Supplied text -
[Start of Attachment]
The annual “Parade of Saints” in Manila will be held online this year due to the coronavirus pandemic.
“In this time of pandemic, the traditional ‘Parade of Saints’ will continue,” read a social media post of the Santisima Trinidad Parish in Malate.
“We just changed the concept so we can still be together even if it’s online,” it added.
The parish called on everyone to join the online activity that has been dubbed “Your Saint Sounds Familiar.”
The parish said participants need only to dress up like their favorite saint, look for a famous quote of the saint, take a video, and send it to [email protected] on or before October 28.
A prize awaits for anyone who resembles most the chosen saint.
The Catholic Church has been promoting the “March of Saints” to help bring the essence of the observance of All Saints’ Day and to encourage children to wear saintly costumes instead of scary ones during Halloween.
The “March of Saints” highlights the lives and virtues of Catholic saints and aims to replac the popular Halloween concepts.
The activity is usually held before All Saints’ Day when Filipino Catholics remember their dearly departed.
The Catholic Church’s liturgical calendar marks November 1 as the Solemnity of All Saints.
Through the years, All Saints’ Day Eve has been known as “All Hallow’s Eve” or Halloween, from the word “hallow,” which means “holy.” The suffix “een” is supposed to be an abbreviation of “evening.”
The celebration refers to the Eve of All Hallows, the night before the Christian holy day that honors saintly people of the past.
[End of Attachment]
Excerpted records -
[Start of Attachment]
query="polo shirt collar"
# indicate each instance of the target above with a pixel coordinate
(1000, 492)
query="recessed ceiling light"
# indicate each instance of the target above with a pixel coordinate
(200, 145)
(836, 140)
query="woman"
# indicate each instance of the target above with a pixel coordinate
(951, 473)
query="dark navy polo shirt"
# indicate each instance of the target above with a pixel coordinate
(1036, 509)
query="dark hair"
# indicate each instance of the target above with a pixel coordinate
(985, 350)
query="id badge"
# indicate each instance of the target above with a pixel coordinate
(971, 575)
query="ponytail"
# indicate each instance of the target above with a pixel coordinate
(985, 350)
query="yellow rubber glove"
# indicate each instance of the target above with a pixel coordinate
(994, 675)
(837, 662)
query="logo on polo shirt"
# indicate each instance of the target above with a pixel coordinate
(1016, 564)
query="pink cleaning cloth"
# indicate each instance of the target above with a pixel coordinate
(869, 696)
[End of Attachment]
Using the information -
- a) In the article on Manila's online "Parade of Saints," by what date must participants send their videos?
- b) Continue the article on Manila's online "Parade of Saints" from its final sentence.

Task responses -
- a) On or before October 28.

- b)
Secular influence, however, took away the “holy” in Halloween through fancy dress parties where people wear costumes to look like monsters, ghouls and other evil entities.
The practice of dressing up like creatures of the night and demons reportedly has pagan origins.
In recent years, church leaders have encouraged parents to dress their children “like saints and not like characters from the underworld” to create a deeper awareness about the lives of saints.
Manila Auxiliary Bishop Broderick Pabillo, chairman of the Commission on the Laity, said Halloween is not a Christian celebration but a “celebration of death.” He said All Souls’ Day and All Saints’ Day are “celebrations of life.”
He said when people visit their dearly departed during these days, they say prayers, offer flowers, light candles and bring food, which are all signs of life.
Last year, the prelate said the “Parade of Saints” is a reclaiming of the eve of All Saints’ Day for Christ.
“It really belongs to Christ because it is the beginning of All Saints’ Day, the feast of all who have washed their robes with the Blood of the Lamb,” Bishop Pabillo said.